• _Objectif_
Renvoyez, sans les modifier, toutes les lignes des enregistrements ci-dessous qui contiennent la chaîne « thorax ».

+++ Enregistrements fournis +++

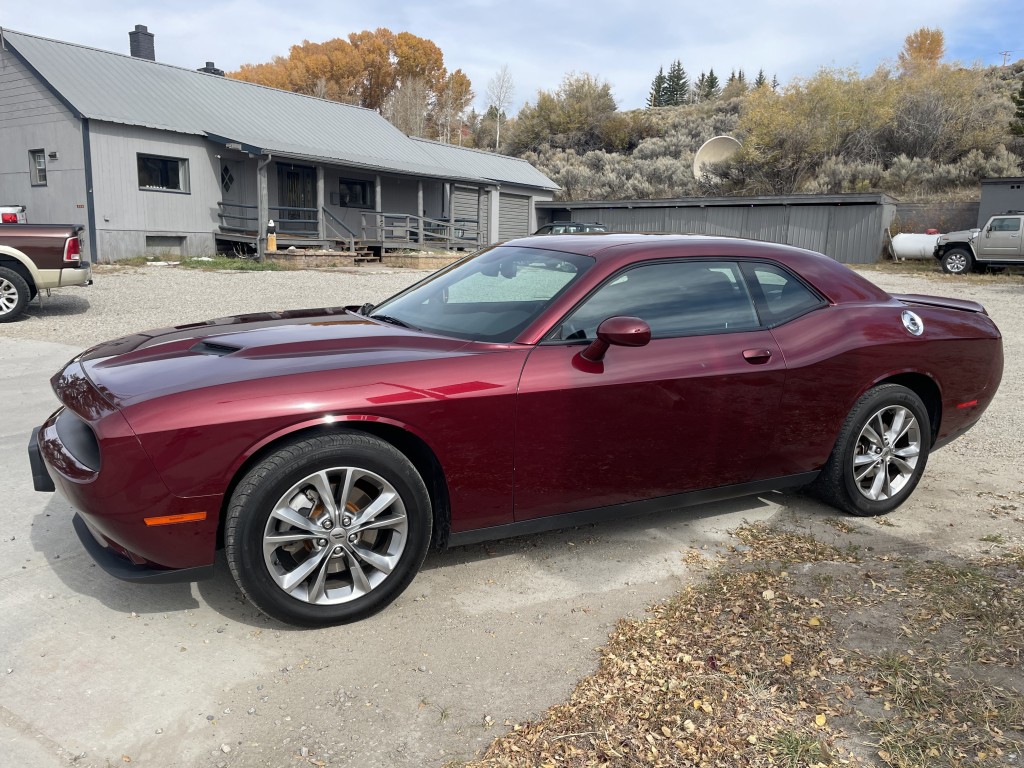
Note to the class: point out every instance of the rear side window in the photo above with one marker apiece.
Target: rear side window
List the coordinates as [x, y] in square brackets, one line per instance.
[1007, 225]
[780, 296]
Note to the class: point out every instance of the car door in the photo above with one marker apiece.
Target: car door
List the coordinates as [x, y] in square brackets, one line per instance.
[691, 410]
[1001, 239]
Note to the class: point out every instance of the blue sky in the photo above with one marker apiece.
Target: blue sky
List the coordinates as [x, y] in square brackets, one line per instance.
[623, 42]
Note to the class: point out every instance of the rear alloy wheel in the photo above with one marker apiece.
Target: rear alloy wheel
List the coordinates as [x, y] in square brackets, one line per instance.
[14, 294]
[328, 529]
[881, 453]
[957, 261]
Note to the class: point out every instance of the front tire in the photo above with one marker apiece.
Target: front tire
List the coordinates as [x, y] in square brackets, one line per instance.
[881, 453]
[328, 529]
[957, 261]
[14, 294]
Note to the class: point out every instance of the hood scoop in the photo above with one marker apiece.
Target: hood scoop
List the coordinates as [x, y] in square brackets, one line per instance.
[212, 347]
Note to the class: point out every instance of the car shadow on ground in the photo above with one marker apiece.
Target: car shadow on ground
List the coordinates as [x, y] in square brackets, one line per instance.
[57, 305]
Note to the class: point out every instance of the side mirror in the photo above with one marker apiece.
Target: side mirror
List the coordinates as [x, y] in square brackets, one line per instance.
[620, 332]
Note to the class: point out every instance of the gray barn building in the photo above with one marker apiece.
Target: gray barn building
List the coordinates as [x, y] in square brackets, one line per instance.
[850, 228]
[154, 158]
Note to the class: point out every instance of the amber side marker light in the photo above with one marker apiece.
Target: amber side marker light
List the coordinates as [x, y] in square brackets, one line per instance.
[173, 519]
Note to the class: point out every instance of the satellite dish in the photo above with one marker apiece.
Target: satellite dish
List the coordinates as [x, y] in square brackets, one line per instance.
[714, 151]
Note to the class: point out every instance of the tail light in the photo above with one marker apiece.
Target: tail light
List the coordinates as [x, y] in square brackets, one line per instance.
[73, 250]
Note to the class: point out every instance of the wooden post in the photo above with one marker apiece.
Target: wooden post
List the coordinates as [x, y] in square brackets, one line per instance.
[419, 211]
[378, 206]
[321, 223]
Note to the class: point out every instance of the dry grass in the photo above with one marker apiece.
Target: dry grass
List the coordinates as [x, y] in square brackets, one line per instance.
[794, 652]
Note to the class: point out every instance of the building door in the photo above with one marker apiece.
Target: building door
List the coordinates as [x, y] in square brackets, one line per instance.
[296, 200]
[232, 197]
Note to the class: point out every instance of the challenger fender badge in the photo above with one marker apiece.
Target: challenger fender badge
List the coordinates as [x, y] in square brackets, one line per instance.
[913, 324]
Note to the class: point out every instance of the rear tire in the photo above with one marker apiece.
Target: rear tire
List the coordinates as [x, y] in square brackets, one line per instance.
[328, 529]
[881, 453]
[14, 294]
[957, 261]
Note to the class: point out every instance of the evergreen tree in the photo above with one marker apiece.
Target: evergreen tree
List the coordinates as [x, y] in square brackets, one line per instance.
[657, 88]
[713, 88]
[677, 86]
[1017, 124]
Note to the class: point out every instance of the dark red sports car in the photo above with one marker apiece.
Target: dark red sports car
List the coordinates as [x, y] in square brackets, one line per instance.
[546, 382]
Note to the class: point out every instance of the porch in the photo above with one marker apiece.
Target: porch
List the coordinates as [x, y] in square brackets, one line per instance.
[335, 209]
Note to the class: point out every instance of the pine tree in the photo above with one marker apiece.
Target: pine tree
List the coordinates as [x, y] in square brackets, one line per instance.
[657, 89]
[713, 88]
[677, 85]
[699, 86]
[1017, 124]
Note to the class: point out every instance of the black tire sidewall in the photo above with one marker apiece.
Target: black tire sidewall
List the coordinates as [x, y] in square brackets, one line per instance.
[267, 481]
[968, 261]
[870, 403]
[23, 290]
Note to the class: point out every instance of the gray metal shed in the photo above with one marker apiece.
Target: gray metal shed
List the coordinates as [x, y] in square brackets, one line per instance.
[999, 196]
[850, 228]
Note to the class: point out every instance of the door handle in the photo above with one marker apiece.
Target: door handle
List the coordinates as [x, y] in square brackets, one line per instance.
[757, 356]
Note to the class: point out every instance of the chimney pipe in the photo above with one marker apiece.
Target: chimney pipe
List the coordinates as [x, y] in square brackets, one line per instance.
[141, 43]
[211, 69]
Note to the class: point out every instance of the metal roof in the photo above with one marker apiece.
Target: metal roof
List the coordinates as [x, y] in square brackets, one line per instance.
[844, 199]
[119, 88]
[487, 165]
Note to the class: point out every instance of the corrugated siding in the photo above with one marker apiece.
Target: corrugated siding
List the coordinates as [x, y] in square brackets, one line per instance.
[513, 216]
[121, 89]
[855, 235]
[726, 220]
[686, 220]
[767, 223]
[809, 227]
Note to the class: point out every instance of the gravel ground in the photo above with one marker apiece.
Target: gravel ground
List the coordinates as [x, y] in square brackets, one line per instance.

+++
+++ Enregistrements fournis +++

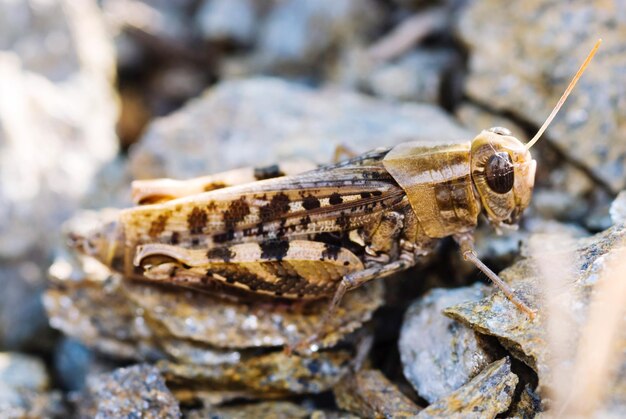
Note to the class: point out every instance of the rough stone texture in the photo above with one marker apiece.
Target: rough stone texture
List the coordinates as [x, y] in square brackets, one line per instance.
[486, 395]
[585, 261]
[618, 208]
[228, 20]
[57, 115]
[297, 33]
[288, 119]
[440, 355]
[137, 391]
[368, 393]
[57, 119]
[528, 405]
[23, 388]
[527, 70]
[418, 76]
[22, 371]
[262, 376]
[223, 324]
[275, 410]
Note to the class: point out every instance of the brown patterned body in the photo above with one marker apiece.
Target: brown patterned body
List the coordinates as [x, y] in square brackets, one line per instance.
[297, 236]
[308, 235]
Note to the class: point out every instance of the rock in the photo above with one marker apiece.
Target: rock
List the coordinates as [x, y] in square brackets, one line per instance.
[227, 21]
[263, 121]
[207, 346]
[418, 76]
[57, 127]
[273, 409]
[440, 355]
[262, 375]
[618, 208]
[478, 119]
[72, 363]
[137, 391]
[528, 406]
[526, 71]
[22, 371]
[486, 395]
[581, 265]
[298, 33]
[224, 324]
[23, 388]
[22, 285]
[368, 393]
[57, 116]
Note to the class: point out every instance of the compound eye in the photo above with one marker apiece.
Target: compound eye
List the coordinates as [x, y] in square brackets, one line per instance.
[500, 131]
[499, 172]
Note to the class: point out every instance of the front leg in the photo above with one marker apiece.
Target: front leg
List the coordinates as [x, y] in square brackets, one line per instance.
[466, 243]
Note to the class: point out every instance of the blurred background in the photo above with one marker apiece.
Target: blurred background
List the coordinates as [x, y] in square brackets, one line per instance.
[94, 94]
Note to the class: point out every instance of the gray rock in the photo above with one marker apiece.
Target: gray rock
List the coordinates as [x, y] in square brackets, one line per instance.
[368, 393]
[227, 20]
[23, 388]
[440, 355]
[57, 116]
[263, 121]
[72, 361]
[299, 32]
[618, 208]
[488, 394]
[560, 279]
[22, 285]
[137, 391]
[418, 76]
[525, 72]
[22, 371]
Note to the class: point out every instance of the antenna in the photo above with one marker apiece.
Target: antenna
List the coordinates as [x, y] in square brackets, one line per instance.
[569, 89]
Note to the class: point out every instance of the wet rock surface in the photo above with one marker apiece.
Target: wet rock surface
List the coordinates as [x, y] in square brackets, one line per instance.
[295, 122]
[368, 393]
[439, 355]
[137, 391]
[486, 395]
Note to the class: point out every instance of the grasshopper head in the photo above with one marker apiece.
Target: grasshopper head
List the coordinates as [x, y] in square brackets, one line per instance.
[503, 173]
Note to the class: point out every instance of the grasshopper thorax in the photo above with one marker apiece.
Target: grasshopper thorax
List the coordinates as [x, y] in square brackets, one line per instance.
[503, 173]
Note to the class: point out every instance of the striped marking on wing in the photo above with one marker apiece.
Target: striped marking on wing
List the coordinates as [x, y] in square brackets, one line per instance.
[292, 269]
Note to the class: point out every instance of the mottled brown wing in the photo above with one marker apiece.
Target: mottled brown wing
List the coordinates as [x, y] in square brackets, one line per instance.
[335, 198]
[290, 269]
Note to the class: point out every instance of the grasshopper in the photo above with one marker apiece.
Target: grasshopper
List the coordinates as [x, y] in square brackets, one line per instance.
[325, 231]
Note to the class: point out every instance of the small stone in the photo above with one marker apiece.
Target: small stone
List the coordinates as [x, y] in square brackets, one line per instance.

+++

• _Corrigé_
Note to the class: point out every instance of the grasshopper thorax in the photo above with one marker apiece.
Target: grasshopper thorax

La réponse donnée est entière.